### Task requirements
Copy every row below word for word.

### Material for this task
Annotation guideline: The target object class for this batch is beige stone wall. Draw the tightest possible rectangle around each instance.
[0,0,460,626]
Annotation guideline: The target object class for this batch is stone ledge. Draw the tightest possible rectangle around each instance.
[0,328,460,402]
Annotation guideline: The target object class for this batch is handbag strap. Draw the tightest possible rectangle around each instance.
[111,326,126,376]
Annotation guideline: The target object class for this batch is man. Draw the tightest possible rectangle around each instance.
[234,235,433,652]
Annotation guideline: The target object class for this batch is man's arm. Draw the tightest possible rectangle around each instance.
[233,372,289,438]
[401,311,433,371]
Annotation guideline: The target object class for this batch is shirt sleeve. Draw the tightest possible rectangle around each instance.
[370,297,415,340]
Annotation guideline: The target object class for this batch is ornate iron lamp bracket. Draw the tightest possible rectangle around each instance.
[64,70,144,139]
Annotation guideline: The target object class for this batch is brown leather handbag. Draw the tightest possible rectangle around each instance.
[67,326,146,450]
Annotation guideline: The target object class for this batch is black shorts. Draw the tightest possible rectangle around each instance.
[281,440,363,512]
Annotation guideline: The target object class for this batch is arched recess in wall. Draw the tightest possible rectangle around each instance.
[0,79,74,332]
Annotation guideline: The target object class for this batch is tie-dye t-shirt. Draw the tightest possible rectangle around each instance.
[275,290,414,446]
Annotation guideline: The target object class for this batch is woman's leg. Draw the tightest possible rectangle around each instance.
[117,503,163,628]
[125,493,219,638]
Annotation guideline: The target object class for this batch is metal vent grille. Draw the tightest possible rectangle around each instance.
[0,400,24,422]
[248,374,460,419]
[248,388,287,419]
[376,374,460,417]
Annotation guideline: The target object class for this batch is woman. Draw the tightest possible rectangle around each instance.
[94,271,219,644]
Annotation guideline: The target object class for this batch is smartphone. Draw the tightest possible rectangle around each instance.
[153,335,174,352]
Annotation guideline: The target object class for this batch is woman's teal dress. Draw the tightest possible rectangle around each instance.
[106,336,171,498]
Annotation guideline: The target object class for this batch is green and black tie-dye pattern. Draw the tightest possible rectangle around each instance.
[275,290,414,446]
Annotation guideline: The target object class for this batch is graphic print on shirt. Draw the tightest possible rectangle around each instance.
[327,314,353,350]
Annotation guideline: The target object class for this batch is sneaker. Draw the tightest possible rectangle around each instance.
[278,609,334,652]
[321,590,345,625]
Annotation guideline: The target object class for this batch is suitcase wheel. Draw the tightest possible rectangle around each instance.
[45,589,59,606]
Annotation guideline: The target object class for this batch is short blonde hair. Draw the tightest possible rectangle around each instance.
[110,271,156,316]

### Complete answer
Annotation guideline: The target object class for this batch is beige stone wall. Draw the tightest possible rectangle around each instance.
[0,0,460,626]
Annotation guideline: The target object class for this batch is stone ledge. Draw the tightest possible rectangle around each instance.
[0,328,460,402]
Annotation guideline: The target object class for this batch is handbag strap. Draw the tightest possible rectangle around each instance.
[111,326,126,376]
Annotation guideline: The target object class for this batch is man. Draw the tightest possible rectangle around each instance.
[234,235,433,652]
Annotation guideline: The target object class for this batch is man's arm. Draw the tightest possible rectangle around each instance.
[233,372,289,438]
[401,311,433,371]
Annotation guideline: The target object class for this batch is shirt sleeve. Draw the tightest possible rectangle around each instance.
[370,297,415,340]
Annotation guideline: The target object class for this batch is ornate iron lamp bracket. Draw the tightest possible rectangle around each instance.
[64,70,144,139]
Annotation guideline: The target object class for this batch is brown leather handbag. Draw the tightest possible rectangle around each instance.
[67,326,146,450]
Annotation guideline: The target object class for this batch is black shorts. Draw the tightest possible rectangle around each instance.
[281,440,363,512]
Annotation guideline: The target object class for this batch is arched recess in wall. Draw the tightest possible rectangle around each instance.
[0,79,74,332]
Annotation guideline: The target object class for this batch is tie-dye t-shirt. Draw the tightest possible rectangle around each instance.
[275,290,414,446]
Annotation guideline: The target object class for this batch is woman's leg. Draw the tightest possible rectangle around each instance.
[117,503,163,628]
[125,493,219,638]
Annotation guideline: The target object class for this batch is metal vent grille. Draw the tightest possible rectangle around each instance.
[0,400,24,422]
[248,374,460,419]
[248,388,287,419]
[376,374,460,417]
Annotation guideline: The target object class for this batch is woman. Draw the tightest possible rectangle around each instance.
[94,271,219,644]
Annotation guideline: The target object class for this batch is smartphone. Draw the tightest possible rectangle around each instance.
[153,335,174,352]
Annotation guideline: The target object class for this batch is woman's teal dress. Draw the tightest possible rectangle around each instance.
[106,336,171,498]
Annotation guideline: The target object class for this batch is green and black tie-dye pattern. Draw the tightest possible rectangle around each instance.
[275,290,414,446]
Annotation guideline: The target object class for this batch is graphic print on shirt. Draw the tightest possible rectangle around each instance.
[327,314,353,350]
Annotation guideline: The target object class for this batch is sneaker. Draw the tightest possible rectangle around each instance.
[278,609,334,652]
[321,590,345,625]
Annotation guideline: The target object class for this batch is suitcase wheel. Draw the tightest possible rectangle around each instance.
[45,589,59,606]
Annotation guideline: The target object class for this batch is short blonde hair. Draw the tightest possible rectangle around each instance.
[110,271,156,316]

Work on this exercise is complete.